** SOAL LATIHAN **
Tentukan apakah setiap pernyataan berikut sesuai dengan artikel tentang dampak banjir bandang terhadap seniman Aceh di bawah, lalu jawab ya atau tidak beserta kutipan persis dari artikel yang menjadi penentunya. (a) Data awal Dewan Kesenian Aceh mencatat sedikitnya 103 seniman terdampak langsung. (b) Kematian dua seniman sudah dipastikan. (c) Menurut LK Ara, bantuan yang dirasakan seniman Aceh di lapangan sudah memadai.

---------- TEKS SUMBER ----------

Minggu, 21 Desember 2025
Beranda / Berita / Aceh / Banjir Bandang Guncang Kehidupan Seni Aceh, Budayawan Soroti Minimnya Pemulihan untuk Seniman

Banjir Bandang Guncang Kehidupan Seni Aceh, Budayawan Soroti Minimnya Pemulihan untuk Seniman

Sabtu, 20 Desember 2025 11:00 WIB

Font: Ukuran: - +

Reporter : Ratnalia

Budayawan dan Seniman Aceh, LK Ara. Foto: doc pribadi/Dialeksis


DIALEKSIS.COM | Aceh - Musibah banjir bandang dan longsor yang melanda sejumlah wilayah di Aceh sejak akhir November hingga Desember 2025 tidak hanya memicu krisis kemanusiaan, tetapi juga mengguncang keberlangsungan kehidupan seni dan budaya daerah. Ratusan seniman Aceh kini berada dalam kondisi darurat setelah kehilangan alat kerja, rusaknya sanggar seni, hingga jatuhnya korban jiwa dari kalangan pelaku budaya.

Budayawan dan Seniman Aceh, LK Ara, menegaskan bahwa bencana tersebut telah menimbulkan dampak serius terhadap ekosistem kebudayaan Aceh yang selama ini dijaga oleh komunitas seni di akar rumput.

“Bencana ini bukan sekadar merusak rumah dan infrastruktur, tetapi juga menghantam langsung jantung kebudayaan Aceh. Seniman kehilangan alat, ruang berkarya, bahkan nyawa. Ini ancaman nyata bagi keberlanjutan warisan budaya kita,” ujar LK Ara kepada Dialeksis. 

Berdasarkan data awal Dewan Kesenian Aceh, sedikitnya 103 seniman terdampak langsung, 15 sanggar seni mengalami kerusakan, serta ratusan alat musik tradisional, termasuk rapai, rusak total akibat terjangan banjir dan longsor. Dua seniman dilaporkan meninggal dunia, meski masih dalam proses verifikasi.

LK Ara menilai kondisi ini seharusnya menjadi perhatian serius pemerintah pusat, khususnya Kementerian Kebudayaan Republik Indonesia, mengingat seniman merupakan penjaga Warisan Budaya Tak Benda yang bernilai strategis bagi identitas bangsa.

“Secara resmi kementerian memang telah menyatakan dukungan, termasuk penugasan Balai Pelestarian Kebudayaan sebagai posko pendataan serta alokasi dana untuk situs budaya. Namun, di lapangan, bantuan yang benar-benar dirasakan oleh seniman Aceh masih sangat terbatas,” katanya.

---------- CUPLIKAN DATA ----------

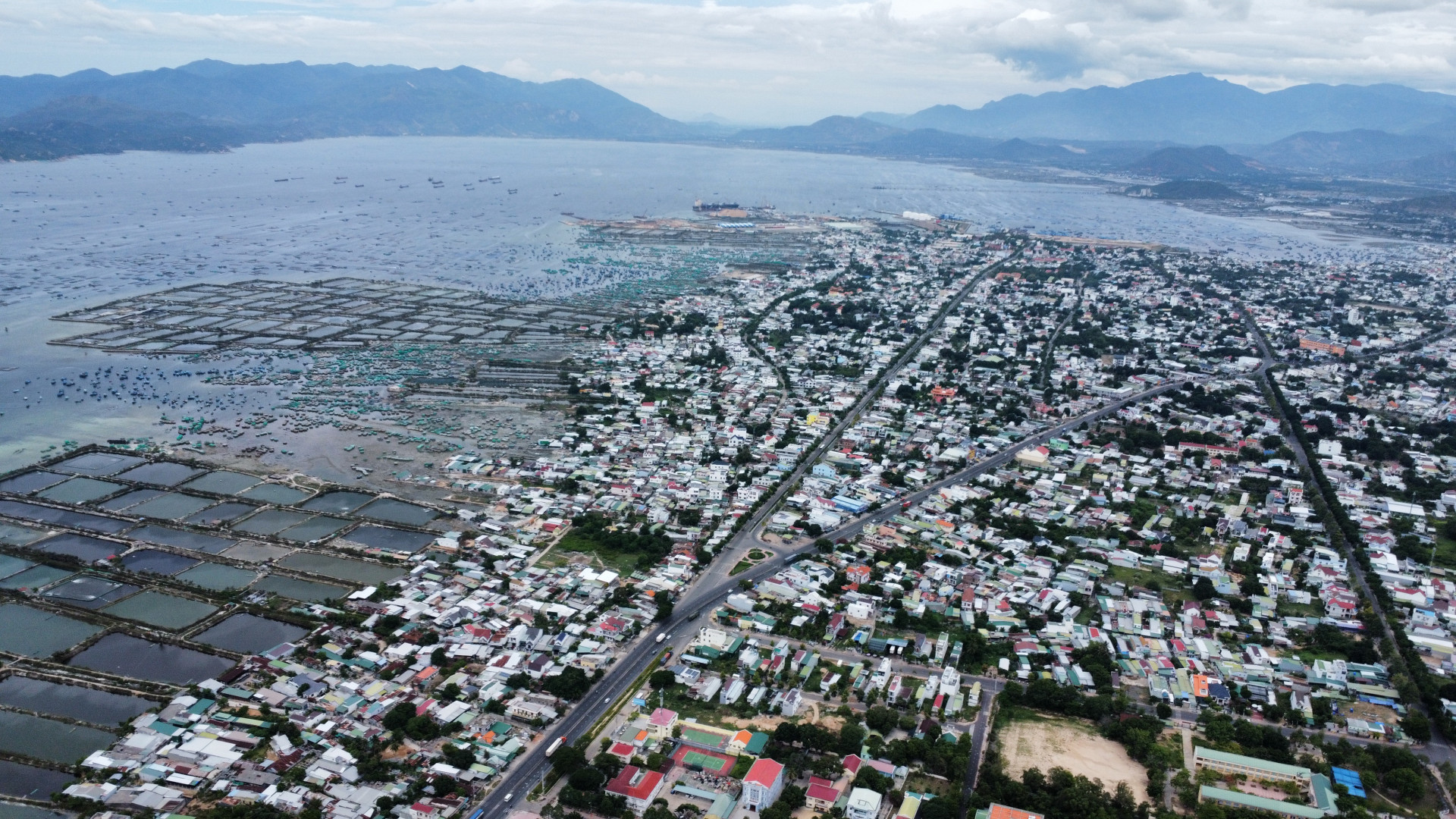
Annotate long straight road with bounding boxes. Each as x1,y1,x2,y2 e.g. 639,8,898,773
475,251,1021,819
476,253,1191,819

----------

** JAWABAN YANG DIHARAPKAN **
(a) Ya: "sedikitnya 103 seniman terdampak langsung"
(b) Tidak: "Dua seniman dilaporkan meninggal dunia, meski masih dalam proses verifikasi."
(c) Tidak: "bantuan yang benar-benar dirasakan oleh seniman Aceh masih sangat terbatas"